▸ 所给原文:
::::::::::
前言

对于ffmpeg介绍和如何输出ffmpeg日志可以参照之前的博客。

该篇博客是用于学习如何使用ffmpeg进行读取音频（包括本地和远端），并对读取流进行音频解码、以及进行重采样的操作。如果现在看官对于音频解码不是很熟悉，建议可以多看看雷神的文章，膜拜+缅怀雷神。

这里有对于音频解码基础的介绍：
视音频编解码技术零基础学习方法
 PCM音频数据格式介绍

|版本声明：山河君，未经博主允许，禁止转载

一、API介绍

1.流程介绍

下文会把一些主要的API做个介绍，我们可以简单理解使用这些API的主要目的就是为了获取：流上下文、解码器、重采样工具。

流上下文：用于读包
解码器：将读取的包进行解码为pcm
重采样工具：将pcm数据重采样为需要的格式

接下来就是拉流、解码、重采样的一个基础流程：

其中每个框都代表一个线程，当然，播放并未体现在本文中。而且值得注意的是：读包后塞入编码器，和获取解码数据可以放在不同的线程中，特别是在做视频工作的时候。因为在做解码工作和重采样时，是一件十分耗时的事情，我们不应该让解码阻塞住读包的过程。相对于视频解码，音频解码是一个快速的事情。
在这里插入图片描述

2.主要API介绍

API	释义	备注
av_log_set_level	设置log等级	具体参数参照log.h头文件
avformat_alloc_context	分配封装上下文	使用avformat_free_context释放上下文
av_frame_alloc	申请解码后数据缓存区	使用av_frame_free释放
swr_alloc	申请重采样上下文	使用swr_free释放
av_packet_alloc	申请数据包缓存区	使用av_packet_free释放
avformat_open_input	打开一个媒体流，并获取头信息	使用avformat_close_input关闭流
avformat_find_stream_info	获取流信息	一个媒体流中可能存在多个流
avcodec_find_decoder	注册编解码器	参数为编解码器ID
avcodec_alloc_context3	分配编解码器上下文	使用avcodec_free_context释放
avcodec_parameters_to_context	填充编解码器上下文参数
avcodec_open2	使用注册的编解码器初始化编解码器上下文
swr_alloc_set_opts2	设置重采样参数
swr_init	初始化重采样上下文
av_read_frame	从流里读取下个包	最终存放在av_packet
avcodec_send_packet	将一个包放入解码器
avcodec_receive_frame	从解码器读取解码后的数据	最终存放在av_frame里
swr_convert	进行重采样	会返回每个通道的采样数
av_samples_get_buffer_size	获取给定音频参数所需的缓冲区大小	这个值理论上不会发生变化
av_packet_unref	清空数据包	为了不频繁删除数据包缓冲区，只做清除

3.备注

由于笔者这边使用的是ffmpeg 4.4，与老版本是有一些差别的，例如：
一些API是已经废弃的，例如以下API是为了初始化ffmpeg的库：

av_register_all
avformat_network_init

又有一些API是被替换了的，例如以下API是为了对于寻解码器、释放包等：

avcodec_decode_audio4
av_free_packet
avcodec_alloc_context3

虽然已经废弃，但是还是接口还是保留下来的，只要在使用的时候小心一点即可

二、代码实例

1.头文件

#pragma once

extern "C" {
    
    
#include "include/libavformat/avformat.h"
#include "include/libavcodec/avcodec.h"
#include "include/libavutil/avutil.h"
#include "include/libswresample/swresample.h"
::::::::::
▸ 数据:
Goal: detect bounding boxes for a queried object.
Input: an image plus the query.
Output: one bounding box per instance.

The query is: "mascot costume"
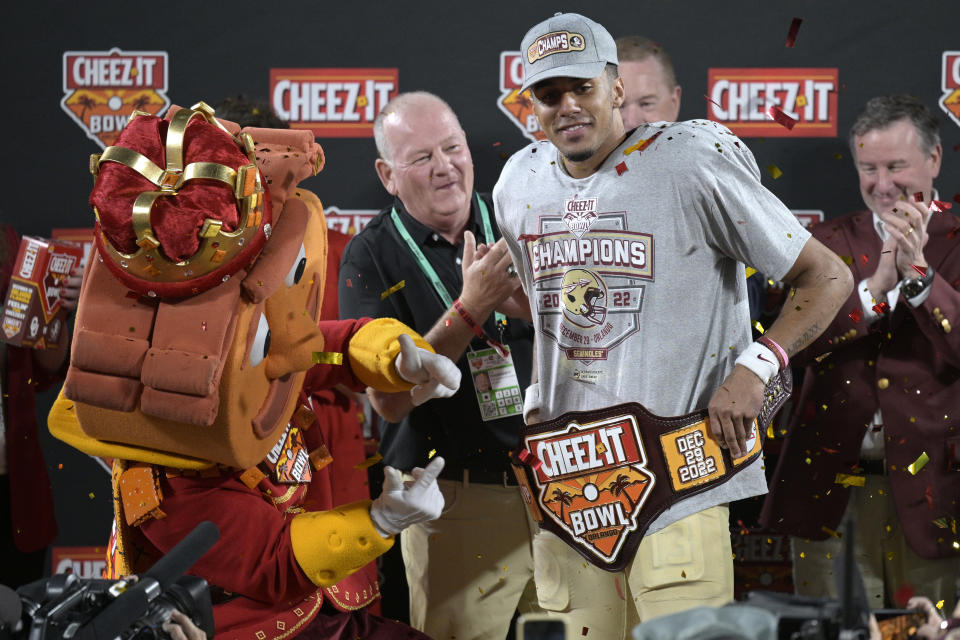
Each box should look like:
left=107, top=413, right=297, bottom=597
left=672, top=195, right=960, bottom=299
left=50, top=103, right=459, bottom=640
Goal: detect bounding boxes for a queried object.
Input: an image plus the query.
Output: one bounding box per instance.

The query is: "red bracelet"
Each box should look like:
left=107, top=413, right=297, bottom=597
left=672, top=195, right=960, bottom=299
left=757, top=336, right=790, bottom=371
left=453, top=298, right=507, bottom=358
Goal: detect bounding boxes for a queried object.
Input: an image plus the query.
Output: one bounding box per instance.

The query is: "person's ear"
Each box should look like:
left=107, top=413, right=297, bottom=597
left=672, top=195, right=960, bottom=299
left=374, top=158, right=397, bottom=196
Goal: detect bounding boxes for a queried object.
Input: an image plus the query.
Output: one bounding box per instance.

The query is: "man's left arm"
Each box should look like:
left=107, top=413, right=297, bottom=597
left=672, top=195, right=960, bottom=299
left=708, top=238, right=853, bottom=458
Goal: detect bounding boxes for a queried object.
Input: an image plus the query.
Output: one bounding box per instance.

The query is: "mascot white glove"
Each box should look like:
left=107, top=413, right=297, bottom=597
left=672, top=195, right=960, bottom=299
left=370, top=456, right=443, bottom=538
left=393, top=334, right=460, bottom=407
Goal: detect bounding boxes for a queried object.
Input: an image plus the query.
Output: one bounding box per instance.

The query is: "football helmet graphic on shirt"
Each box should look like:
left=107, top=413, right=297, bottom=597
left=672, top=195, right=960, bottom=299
left=560, top=269, right=607, bottom=328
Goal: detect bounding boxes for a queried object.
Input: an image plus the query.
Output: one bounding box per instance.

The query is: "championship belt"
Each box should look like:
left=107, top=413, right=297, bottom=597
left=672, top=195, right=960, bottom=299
left=513, top=369, right=793, bottom=571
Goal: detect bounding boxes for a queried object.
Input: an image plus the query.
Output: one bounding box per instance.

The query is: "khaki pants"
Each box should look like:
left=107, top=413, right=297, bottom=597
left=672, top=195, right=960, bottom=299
left=791, top=475, right=960, bottom=613
left=533, top=505, right=733, bottom=640
left=400, top=479, right=540, bottom=640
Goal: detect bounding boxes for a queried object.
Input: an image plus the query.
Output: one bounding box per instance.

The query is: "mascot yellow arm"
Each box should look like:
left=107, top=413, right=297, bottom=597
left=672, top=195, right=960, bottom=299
left=347, top=318, right=435, bottom=393
left=290, top=500, right=393, bottom=587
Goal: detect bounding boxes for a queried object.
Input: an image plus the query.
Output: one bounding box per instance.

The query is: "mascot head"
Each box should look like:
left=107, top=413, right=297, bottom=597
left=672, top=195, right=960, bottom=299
left=58, top=103, right=334, bottom=468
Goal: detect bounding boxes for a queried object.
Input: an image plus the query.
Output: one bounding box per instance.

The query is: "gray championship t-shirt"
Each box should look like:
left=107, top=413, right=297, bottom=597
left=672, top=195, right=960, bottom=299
left=493, top=120, right=810, bottom=533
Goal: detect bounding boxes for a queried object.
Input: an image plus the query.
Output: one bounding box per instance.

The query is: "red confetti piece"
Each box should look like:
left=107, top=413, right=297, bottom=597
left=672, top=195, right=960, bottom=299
left=893, top=584, right=917, bottom=607
left=786, top=18, right=803, bottom=48
left=767, top=105, right=797, bottom=130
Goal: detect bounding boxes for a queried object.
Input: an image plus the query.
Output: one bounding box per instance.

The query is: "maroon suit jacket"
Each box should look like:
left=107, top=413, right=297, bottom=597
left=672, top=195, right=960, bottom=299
left=761, top=211, right=960, bottom=558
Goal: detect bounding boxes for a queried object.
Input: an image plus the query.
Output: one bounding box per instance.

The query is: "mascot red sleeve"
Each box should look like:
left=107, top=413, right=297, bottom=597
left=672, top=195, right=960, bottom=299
::::::::::
▸ 任务要求:
1. 在关于ffmpeg音频解码的原文中，作者使用的ffmpeg是哪个版本？
2. 把关于ffmpeg音频解码的原文中从“该篇博客是用于学习如何使用f”到“上下文、解码器、重采样工具。”的这一段一字不差地抄写下来。

▸ 各题答案:
1. ffmpeg 4.4

2.
该篇博客是用于学习如何使用ffmpeg进行读取音频（包括本地和远端），并对读取流进行音频解码、以及进行重采样的操作。如果现在看官对于音频解码不是很熟悉，建议可以多看看雷神的文章，膜拜+缅怀雷神。

这里有对于音频解码基础的介绍：
视音频编解码技术零基础学习方法
 PCM音频数据格式介绍

|版本声明：山河君，未经博主允许，禁止转载

一、API介绍

1.流程介绍

下文会把一些主要的API做个介绍，我们可以简单理解使用这些API的主要目的就是为了获取：流上下文、解码器、重采样工具。